Directions: Nothing but the lines from the first line of the entries through the line with "Can you find the cicada leg?" should appear in the answer, transcribed exactly and free of pictures.

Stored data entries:
BEGIN

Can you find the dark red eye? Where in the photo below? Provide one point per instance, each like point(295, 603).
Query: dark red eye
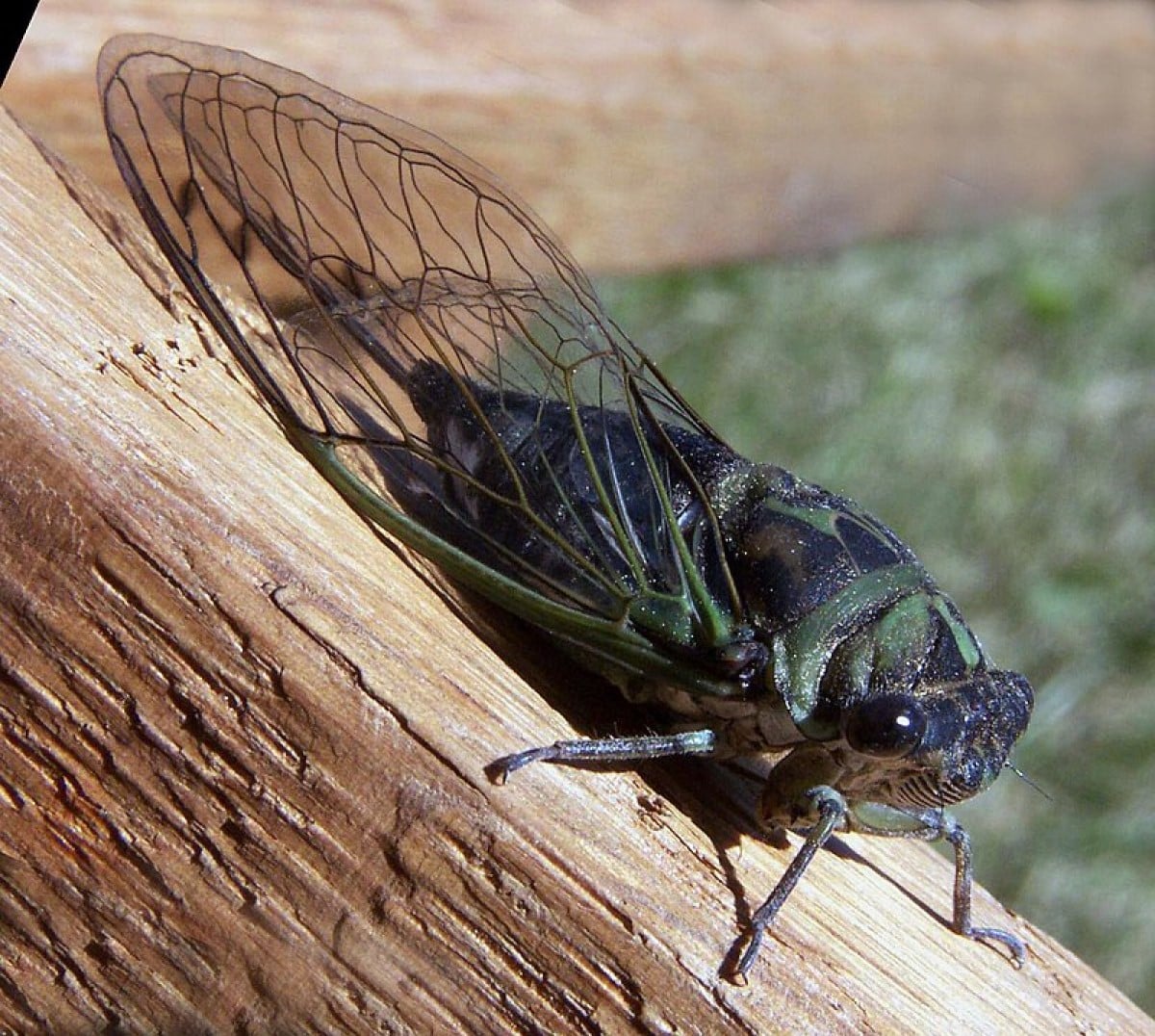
point(889, 727)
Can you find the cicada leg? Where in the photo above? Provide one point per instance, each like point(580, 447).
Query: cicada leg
point(609, 750)
point(831, 810)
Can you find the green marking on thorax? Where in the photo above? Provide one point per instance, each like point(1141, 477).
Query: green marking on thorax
point(803, 652)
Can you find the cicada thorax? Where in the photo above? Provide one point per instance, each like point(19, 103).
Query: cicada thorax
point(875, 665)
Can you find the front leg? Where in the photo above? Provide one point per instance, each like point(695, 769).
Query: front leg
point(931, 826)
point(609, 750)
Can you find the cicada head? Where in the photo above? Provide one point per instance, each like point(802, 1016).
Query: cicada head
point(911, 712)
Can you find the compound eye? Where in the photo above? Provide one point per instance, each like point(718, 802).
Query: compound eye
point(889, 727)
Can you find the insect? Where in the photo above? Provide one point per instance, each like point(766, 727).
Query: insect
point(440, 358)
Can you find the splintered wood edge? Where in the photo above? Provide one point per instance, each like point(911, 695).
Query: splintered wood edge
point(684, 132)
point(245, 742)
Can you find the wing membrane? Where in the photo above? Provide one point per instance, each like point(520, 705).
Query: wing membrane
point(421, 323)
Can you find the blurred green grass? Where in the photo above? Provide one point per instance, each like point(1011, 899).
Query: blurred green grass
point(991, 397)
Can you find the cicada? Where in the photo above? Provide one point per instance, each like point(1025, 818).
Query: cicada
point(446, 365)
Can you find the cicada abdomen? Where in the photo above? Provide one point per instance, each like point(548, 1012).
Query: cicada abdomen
point(448, 366)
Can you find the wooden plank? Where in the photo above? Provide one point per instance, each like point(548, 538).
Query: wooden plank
point(685, 132)
point(244, 744)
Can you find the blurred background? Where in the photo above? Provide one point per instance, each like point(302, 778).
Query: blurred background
point(906, 250)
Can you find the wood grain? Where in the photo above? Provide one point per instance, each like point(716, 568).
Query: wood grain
point(684, 132)
point(243, 745)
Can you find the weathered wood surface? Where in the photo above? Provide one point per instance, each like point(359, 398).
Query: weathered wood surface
point(242, 764)
point(684, 132)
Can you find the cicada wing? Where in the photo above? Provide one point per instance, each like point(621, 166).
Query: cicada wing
point(417, 318)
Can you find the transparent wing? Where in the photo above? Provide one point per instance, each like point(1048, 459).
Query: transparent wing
point(421, 323)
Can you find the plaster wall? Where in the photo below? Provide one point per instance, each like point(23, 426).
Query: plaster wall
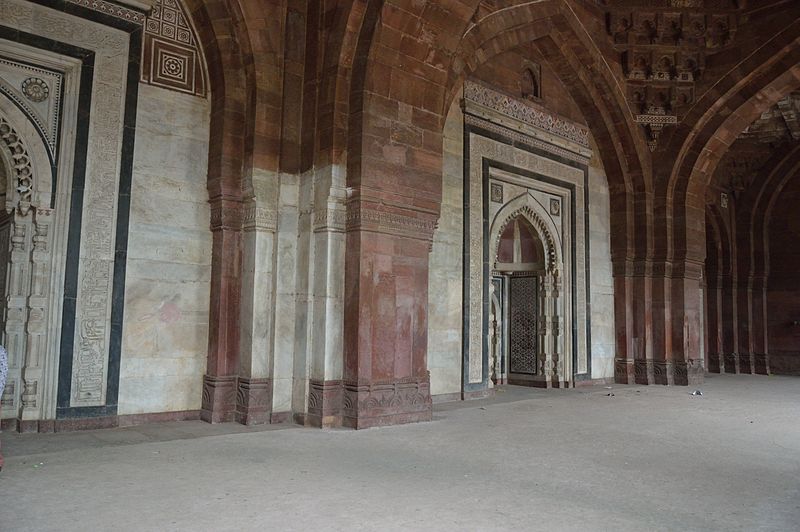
point(167, 289)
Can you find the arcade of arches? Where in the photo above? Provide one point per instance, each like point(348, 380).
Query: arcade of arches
point(338, 212)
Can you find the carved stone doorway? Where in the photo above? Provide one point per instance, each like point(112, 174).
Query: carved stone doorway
point(525, 307)
point(515, 312)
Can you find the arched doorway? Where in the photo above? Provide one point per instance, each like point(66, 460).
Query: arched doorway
point(516, 356)
point(526, 308)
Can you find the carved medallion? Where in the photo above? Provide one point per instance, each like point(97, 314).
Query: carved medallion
point(497, 193)
point(35, 89)
point(555, 207)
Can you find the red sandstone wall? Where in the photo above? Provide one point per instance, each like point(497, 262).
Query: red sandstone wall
point(504, 73)
point(783, 297)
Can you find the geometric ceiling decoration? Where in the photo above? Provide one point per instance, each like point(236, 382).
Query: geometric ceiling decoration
point(171, 56)
point(37, 91)
point(663, 47)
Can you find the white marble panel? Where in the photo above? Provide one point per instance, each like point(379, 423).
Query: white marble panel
point(165, 333)
point(445, 268)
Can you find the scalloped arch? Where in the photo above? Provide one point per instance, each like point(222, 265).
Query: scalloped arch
point(551, 248)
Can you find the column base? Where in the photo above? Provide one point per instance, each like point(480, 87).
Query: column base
point(390, 403)
point(324, 404)
point(623, 371)
point(253, 401)
point(219, 398)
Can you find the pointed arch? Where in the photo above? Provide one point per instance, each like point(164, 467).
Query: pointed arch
point(527, 207)
point(30, 180)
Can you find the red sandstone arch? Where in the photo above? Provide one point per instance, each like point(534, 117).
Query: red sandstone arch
point(714, 131)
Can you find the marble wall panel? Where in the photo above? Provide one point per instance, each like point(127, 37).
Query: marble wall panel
point(601, 280)
point(445, 273)
point(165, 333)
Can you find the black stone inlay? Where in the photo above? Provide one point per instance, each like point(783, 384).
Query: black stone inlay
point(64, 410)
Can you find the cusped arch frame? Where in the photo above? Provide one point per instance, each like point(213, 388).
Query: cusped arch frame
point(528, 207)
point(26, 157)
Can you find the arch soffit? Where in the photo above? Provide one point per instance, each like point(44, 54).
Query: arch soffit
point(716, 239)
point(709, 143)
point(30, 178)
point(528, 207)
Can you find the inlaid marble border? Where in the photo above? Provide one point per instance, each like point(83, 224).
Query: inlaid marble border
point(111, 76)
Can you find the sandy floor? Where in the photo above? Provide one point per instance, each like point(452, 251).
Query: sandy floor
point(648, 458)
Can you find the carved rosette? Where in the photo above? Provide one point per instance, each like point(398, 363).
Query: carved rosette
point(259, 219)
point(405, 222)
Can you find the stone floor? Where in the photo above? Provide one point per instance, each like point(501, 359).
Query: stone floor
point(646, 458)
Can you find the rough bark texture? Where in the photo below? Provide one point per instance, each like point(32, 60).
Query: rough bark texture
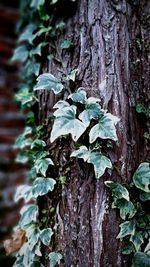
point(110, 43)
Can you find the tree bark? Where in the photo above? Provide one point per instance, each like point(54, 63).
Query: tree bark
point(111, 43)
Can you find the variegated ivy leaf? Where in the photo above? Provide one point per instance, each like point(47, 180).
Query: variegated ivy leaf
point(141, 177)
point(105, 129)
point(127, 228)
point(28, 215)
point(23, 191)
point(49, 82)
point(79, 96)
point(45, 236)
point(118, 191)
point(65, 122)
point(55, 258)
point(99, 161)
point(41, 186)
point(41, 165)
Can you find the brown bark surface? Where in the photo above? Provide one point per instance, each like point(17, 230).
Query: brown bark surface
point(111, 43)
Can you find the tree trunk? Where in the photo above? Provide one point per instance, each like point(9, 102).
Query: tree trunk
point(110, 43)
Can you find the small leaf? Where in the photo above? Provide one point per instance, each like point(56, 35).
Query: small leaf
point(49, 82)
point(141, 177)
point(141, 259)
point(41, 165)
point(127, 228)
point(66, 44)
point(45, 236)
point(55, 258)
point(23, 191)
point(105, 129)
point(20, 54)
point(65, 123)
point(72, 75)
point(118, 191)
point(28, 214)
point(41, 186)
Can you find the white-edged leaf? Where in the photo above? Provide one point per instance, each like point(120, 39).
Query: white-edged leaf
point(66, 123)
point(45, 236)
point(105, 129)
point(23, 192)
point(28, 215)
point(41, 186)
point(55, 258)
point(79, 96)
point(141, 177)
point(49, 82)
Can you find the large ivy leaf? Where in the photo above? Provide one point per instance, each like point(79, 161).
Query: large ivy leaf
point(28, 214)
point(45, 236)
point(105, 128)
point(41, 186)
point(118, 191)
point(137, 240)
point(79, 96)
point(141, 177)
point(99, 161)
point(49, 82)
point(55, 258)
point(65, 122)
point(23, 191)
point(20, 54)
point(41, 165)
point(141, 259)
point(127, 228)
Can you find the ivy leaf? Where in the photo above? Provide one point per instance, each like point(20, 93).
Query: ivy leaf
point(118, 191)
point(127, 228)
point(49, 82)
point(65, 123)
point(28, 215)
point(41, 165)
point(105, 128)
point(55, 258)
point(23, 191)
point(141, 259)
point(72, 75)
point(141, 177)
point(79, 96)
point(45, 236)
point(66, 44)
point(41, 186)
point(99, 161)
point(137, 240)
point(20, 54)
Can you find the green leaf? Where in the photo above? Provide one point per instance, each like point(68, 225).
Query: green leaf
point(45, 236)
point(127, 228)
point(141, 259)
point(105, 129)
point(118, 191)
point(141, 177)
point(41, 186)
point(41, 165)
point(79, 96)
point(28, 215)
point(49, 82)
point(20, 54)
point(66, 44)
point(137, 240)
point(72, 75)
point(99, 161)
point(65, 122)
point(23, 191)
point(55, 258)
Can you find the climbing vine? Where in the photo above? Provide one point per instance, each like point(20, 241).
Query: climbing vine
point(77, 117)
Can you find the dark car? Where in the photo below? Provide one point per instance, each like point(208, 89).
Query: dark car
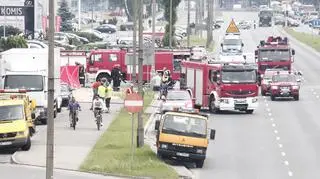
point(66, 94)
point(106, 28)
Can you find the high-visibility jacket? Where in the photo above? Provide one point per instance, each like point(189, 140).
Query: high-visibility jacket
point(129, 91)
point(109, 92)
point(102, 91)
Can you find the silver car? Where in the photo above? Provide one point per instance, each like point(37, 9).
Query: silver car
point(177, 99)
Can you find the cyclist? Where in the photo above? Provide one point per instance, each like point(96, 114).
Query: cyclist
point(98, 107)
point(108, 96)
point(73, 106)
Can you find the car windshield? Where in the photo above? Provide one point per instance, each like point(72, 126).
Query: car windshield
point(12, 112)
point(232, 42)
point(283, 78)
point(274, 55)
point(265, 13)
point(28, 82)
point(178, 95)
point(248, 76)
point(184, 125)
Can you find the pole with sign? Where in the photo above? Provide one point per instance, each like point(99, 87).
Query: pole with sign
point(134, 104)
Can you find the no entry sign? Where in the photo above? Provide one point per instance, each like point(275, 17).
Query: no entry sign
point(133, 103)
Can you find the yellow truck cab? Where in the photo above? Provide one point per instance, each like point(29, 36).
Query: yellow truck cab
point(16, 119)
point(183, 135)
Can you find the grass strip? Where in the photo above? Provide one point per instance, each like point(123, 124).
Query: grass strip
point(112, 152)
point(311, 40)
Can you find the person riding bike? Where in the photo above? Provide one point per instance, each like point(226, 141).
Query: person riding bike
point(73, 107)
point(98, 107)
point(102, 90)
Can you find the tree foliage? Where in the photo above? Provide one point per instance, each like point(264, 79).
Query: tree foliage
point(166, 5)
point(66, 16)
point(12, 42)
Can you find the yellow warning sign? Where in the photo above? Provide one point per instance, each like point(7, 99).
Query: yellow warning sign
point(232, 28)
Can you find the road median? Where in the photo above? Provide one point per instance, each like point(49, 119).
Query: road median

END

Written reply:
Can you find the dark red eye? Where in the photo below? Provide one point per instance, each like point(295, 603).
Query: dark red eye
point(889, 727)
Can you find the cicada leg? Where in the photo above? Provide one point per instance, each like point(580, 447).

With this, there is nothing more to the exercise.